Records
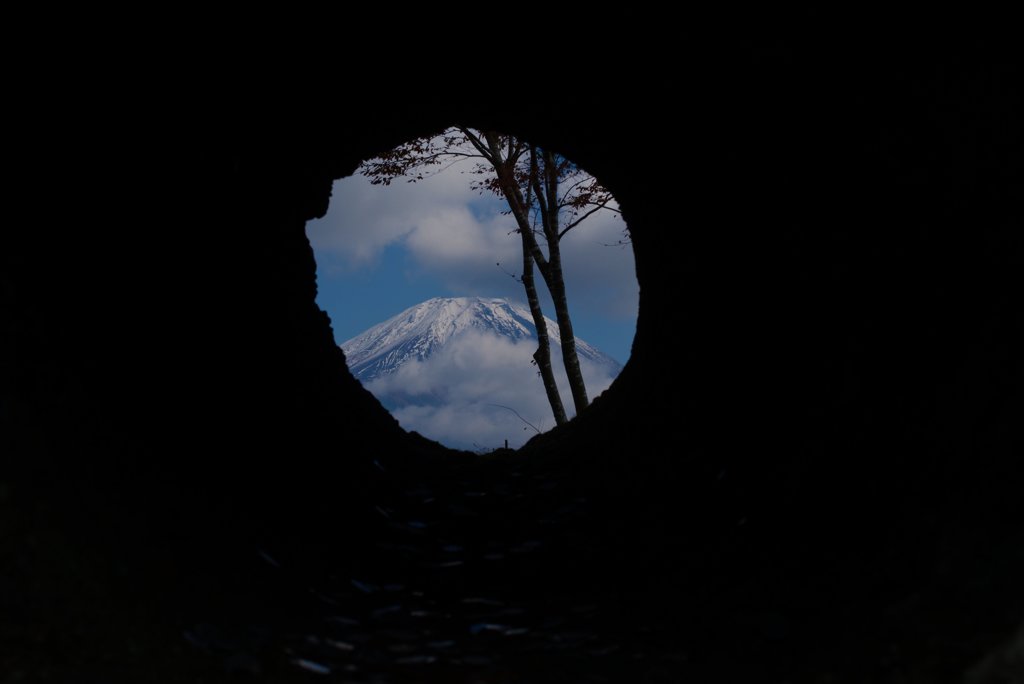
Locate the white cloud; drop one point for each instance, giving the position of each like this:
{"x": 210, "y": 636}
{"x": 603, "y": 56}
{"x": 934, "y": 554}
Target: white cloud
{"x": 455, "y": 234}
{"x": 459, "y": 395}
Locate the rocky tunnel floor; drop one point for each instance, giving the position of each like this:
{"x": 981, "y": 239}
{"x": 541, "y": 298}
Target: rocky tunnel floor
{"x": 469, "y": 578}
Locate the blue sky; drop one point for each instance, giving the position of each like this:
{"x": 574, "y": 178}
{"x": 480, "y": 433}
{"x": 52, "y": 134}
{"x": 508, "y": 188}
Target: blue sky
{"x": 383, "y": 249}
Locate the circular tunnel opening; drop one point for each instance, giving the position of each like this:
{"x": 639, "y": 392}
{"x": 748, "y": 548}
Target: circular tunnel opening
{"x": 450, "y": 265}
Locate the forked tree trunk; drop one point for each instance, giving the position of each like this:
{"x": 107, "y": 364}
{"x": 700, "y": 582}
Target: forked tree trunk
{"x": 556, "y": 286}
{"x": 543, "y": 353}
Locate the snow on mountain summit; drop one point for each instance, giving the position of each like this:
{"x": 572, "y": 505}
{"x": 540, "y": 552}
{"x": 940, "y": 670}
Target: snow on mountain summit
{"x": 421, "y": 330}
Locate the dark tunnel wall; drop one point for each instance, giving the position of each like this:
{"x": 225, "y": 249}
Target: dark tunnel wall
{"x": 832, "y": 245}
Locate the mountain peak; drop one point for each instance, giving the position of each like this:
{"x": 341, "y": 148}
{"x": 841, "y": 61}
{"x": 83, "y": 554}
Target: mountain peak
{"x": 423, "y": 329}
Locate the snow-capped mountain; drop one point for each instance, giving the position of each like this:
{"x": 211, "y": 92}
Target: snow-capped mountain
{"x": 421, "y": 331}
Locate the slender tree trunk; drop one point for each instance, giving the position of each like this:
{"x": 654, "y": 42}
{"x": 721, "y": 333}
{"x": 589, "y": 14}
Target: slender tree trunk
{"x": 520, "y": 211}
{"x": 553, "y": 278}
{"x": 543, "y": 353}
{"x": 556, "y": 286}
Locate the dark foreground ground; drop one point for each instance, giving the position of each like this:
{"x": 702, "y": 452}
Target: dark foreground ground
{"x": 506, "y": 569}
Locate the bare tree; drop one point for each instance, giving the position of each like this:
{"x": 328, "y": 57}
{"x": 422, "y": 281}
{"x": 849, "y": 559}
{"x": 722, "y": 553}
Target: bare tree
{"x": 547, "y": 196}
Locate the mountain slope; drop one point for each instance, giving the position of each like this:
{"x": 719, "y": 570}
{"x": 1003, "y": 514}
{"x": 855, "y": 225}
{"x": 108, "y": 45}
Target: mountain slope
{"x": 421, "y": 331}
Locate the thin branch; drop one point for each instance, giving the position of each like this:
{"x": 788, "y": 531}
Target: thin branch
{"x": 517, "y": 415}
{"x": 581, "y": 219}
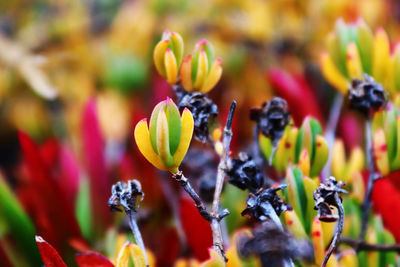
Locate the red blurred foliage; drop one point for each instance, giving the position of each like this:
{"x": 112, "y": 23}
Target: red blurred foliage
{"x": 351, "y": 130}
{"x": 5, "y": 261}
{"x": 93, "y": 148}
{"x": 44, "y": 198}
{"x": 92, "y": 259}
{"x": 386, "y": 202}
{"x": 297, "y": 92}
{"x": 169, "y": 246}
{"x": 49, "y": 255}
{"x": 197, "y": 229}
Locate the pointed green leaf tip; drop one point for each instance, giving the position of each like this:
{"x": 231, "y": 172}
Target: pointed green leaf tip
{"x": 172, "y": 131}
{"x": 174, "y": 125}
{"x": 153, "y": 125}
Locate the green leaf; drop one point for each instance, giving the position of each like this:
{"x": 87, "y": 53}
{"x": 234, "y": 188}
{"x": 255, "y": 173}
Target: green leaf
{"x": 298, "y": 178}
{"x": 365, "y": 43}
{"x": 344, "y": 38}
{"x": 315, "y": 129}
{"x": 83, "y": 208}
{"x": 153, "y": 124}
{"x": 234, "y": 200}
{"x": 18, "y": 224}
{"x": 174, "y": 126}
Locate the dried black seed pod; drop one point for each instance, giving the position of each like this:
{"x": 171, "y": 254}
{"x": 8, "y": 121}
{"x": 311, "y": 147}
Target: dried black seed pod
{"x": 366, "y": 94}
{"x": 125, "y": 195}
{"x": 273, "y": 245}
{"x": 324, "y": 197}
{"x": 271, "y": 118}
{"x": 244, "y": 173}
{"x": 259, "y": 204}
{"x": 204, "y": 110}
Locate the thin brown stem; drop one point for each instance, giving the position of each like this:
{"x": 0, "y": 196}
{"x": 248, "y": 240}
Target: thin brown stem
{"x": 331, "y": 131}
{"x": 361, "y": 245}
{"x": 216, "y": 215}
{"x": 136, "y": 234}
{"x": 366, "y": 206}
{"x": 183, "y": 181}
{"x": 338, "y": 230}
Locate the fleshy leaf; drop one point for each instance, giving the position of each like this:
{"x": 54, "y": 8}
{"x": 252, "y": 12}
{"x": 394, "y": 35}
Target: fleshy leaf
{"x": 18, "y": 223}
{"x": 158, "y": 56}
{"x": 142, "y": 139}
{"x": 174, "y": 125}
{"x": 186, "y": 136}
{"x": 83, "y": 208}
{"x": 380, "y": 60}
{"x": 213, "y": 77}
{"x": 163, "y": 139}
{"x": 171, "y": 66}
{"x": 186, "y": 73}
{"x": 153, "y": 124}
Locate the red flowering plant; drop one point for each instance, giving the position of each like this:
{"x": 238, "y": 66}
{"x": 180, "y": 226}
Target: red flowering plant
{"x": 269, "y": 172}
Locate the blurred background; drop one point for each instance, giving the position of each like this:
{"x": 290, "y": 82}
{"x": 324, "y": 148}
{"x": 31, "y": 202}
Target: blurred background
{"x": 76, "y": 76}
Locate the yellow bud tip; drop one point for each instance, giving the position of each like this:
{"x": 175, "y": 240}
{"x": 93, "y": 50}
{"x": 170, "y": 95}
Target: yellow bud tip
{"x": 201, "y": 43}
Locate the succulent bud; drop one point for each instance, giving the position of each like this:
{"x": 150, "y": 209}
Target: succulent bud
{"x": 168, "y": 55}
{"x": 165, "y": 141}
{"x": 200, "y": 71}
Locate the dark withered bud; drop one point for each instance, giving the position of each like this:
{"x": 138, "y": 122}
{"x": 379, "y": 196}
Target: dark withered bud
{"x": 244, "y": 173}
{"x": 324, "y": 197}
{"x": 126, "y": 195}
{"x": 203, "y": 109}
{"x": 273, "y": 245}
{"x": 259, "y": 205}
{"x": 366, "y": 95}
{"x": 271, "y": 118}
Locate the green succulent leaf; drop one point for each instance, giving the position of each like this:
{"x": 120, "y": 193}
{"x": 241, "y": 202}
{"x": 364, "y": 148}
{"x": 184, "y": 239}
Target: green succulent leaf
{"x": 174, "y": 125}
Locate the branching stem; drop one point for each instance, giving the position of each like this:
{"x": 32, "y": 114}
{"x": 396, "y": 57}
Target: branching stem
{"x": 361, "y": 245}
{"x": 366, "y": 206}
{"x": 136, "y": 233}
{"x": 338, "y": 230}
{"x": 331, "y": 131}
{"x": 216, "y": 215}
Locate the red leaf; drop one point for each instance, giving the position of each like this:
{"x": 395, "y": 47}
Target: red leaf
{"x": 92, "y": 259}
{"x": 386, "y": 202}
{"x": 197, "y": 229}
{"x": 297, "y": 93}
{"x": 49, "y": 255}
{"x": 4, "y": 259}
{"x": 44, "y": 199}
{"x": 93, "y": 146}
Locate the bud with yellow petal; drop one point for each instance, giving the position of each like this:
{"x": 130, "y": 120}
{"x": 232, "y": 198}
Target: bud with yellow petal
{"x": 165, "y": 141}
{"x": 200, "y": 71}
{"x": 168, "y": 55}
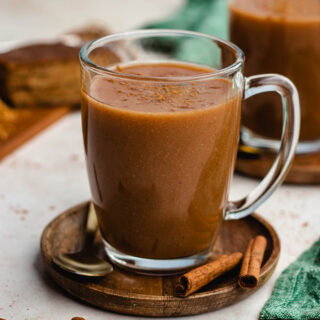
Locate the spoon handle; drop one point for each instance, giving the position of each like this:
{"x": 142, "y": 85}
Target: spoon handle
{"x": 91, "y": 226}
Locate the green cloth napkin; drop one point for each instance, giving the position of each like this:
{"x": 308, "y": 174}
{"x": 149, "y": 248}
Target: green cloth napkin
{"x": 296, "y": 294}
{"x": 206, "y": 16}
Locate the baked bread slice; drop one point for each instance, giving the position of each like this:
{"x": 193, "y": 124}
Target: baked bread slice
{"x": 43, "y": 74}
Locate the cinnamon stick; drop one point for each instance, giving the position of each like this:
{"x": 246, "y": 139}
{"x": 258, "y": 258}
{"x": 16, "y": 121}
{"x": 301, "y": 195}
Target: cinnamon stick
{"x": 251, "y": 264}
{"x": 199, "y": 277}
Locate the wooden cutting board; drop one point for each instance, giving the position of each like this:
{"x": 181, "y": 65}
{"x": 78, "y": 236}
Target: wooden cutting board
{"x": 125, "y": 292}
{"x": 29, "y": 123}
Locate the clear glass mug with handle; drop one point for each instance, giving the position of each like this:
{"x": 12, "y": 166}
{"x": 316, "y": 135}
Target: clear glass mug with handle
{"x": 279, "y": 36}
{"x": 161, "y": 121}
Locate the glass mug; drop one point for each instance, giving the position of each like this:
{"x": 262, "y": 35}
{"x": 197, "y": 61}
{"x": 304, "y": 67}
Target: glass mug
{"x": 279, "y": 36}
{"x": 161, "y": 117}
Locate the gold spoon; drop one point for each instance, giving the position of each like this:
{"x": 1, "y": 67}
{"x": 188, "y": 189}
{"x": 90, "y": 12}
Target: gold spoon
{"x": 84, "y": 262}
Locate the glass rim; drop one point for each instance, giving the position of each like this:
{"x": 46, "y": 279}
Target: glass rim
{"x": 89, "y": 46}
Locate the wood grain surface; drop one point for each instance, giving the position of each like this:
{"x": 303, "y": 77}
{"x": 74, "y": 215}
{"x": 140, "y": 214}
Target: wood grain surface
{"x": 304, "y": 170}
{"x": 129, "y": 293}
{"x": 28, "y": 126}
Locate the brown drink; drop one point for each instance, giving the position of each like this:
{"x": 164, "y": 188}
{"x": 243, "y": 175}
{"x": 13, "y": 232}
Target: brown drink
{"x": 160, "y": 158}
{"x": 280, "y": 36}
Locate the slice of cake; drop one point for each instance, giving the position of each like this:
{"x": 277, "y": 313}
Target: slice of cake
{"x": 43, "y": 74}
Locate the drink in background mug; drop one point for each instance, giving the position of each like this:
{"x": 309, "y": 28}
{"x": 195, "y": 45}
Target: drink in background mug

What the task requires
Write out exactly the lines starting with the one that holds "Locate the clear" and running through the last line above.

Solution
Locate the clear glass mug with handle; drop one point for each instance, giving the position of each like this:
{"x": 12, "y": 166}
{"x": 316, "y": 135}
Target: clear glass mug with handle
{"x": 279, "y": 36}
{"x": 161, "y": 121}
Locate the glass mug; drop one point for each instance, giving the position of each like this:
{"x": 262, "y": 35}
{"x": 197, "y": 61}
{"x": 304, "y": 67}
Target: glass mug
{"x": 279, "y": 36}
{"x": 161, "y": 117}
Locate the gold spoon; drop one point for each instance, giving the position of each like this:
{"x": 1, "y": 67}
{"x": 188, "y": 189}
{"x": 90, "y": 12}
Target: gold spoon
{"x": 84, "y": 262}
Locate the glass rim; drop one point for each instance, giving the position of each like this:
{"x": 46, "y": 279}
Target: glass rim
{"x": 89, "y": 46}
Locate the wood grain surface; drop one point for each instance, giving the position of each like this:
{"x": 303, "y": 77}
{"x": 74, "y": 215}
{"x": 140, "y": 214}
Target: wood grain surface
{"x": 304, "y": 170}
{"x": 129, "y": 293}
{"x": 28, "y": 126}
Locate the brown drink; drop one point for each instance, giving the position of each like this:
{"x": 164, "y": 188}
{"x": 243, "y": 175}
{"x": 13, "y": 232}
Target: brown drink
{"x": 160, "y": 158}
{"x": 280, "y": 36}
Locate the slice of cake; drop one point for each instance, giving the position of each like this:
{"x": 277, "y": 313}
Target: slice of cake
{"x": 43, "y": 74}
Locate the drink in background mug; drop one point for each instance, giving the position of each like this:
{"x": 309, "y": 28}
{"x": 195, "y": 45}
Target: drink in background mug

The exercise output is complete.